━━ TEXT SEGMENT ━━

While it can feel challenging to switch to a remote model overnight, there are plenty of remote-team tools that will help you simplify the process and make it easier to manage your team.

Video conferencing

While a quick chat on Microsoft Teams or Slack is suitable for some communication needs, video calls are the next best thing when you can’t all be in the same room. Virtual meetings, client calls and remote presentations are a big part of working online and communicating with teams and customers.

Invest in a reliable and secure video conferencing tool like Lifesize to maintain face-to-face contact and make telecommuting as effective as possible.

Workplace communication

The biggest challenge for remote teams is communication. Phone calls often aren’t ideal for teams separated by multiple time zones, and email threads can quickly end up a mess without clear ownership or actions.

Dedicated instant messaging tools like Slack or Microsoft Teams, like the integrated chat within your video conferencing software, are a great way to keep teams connected while keeping data safe and secure. Like most enterprise-grade tools, these apps are designed for ongoing conversations among multiple people and help keep inbox overwhelm to a minimum.

File sharing

A way to safely share and find information is an important remote collaboration tool. Popular tools like Microsoft OneDrive, SharePoint, Box or Google Drive are widely used cloud storage platforms built specifically for keeping your files in a secure and centralized location. Files are also synced across devices so you can access them from anywhere.

Project management

It’s no easy task staying on top of your own to-do list as well as your teams’ lists of projects. When you switch to a remote work arrangement, you may need to support your decision with an agile management tool designed to help you and your team track who is doing what and the status of ongoing projects. This not only helps you keep tasks on track, it provides stakeholders a single destination for monitoring the progress of various initiatives.

━━━
━━ DATA SECTION ━━

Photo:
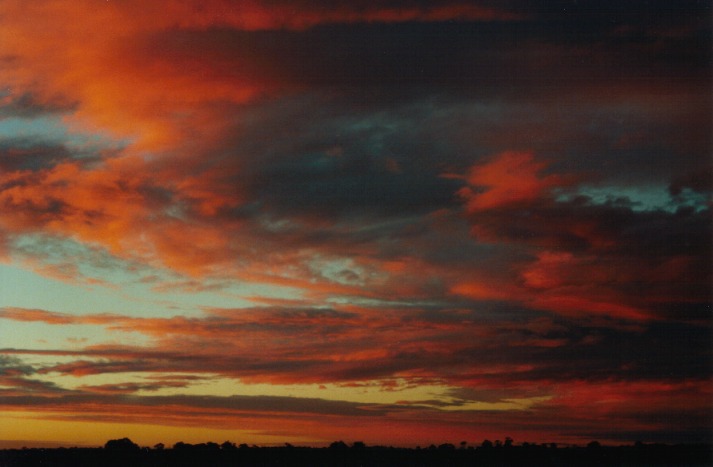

━━━

■ WHAT YOU NEED TO DO ■
Condense the paragraph of the text on remote-team tools that begins "A way to safely share" into a short bulleted list that keeps its main facts. Leave the material aside; it plays no part here.

■ ANSWER BELOW ■
- Safely sharing and finding information is an important remote collaboration tool.
- Microsoft OneDrive, SharePoint, Box and Google Drive are popular, widely used cloud storage platforms.
- They are built to keep files in a secure, centralized location.
- Files sync across devices, so they can be reached from anywhere.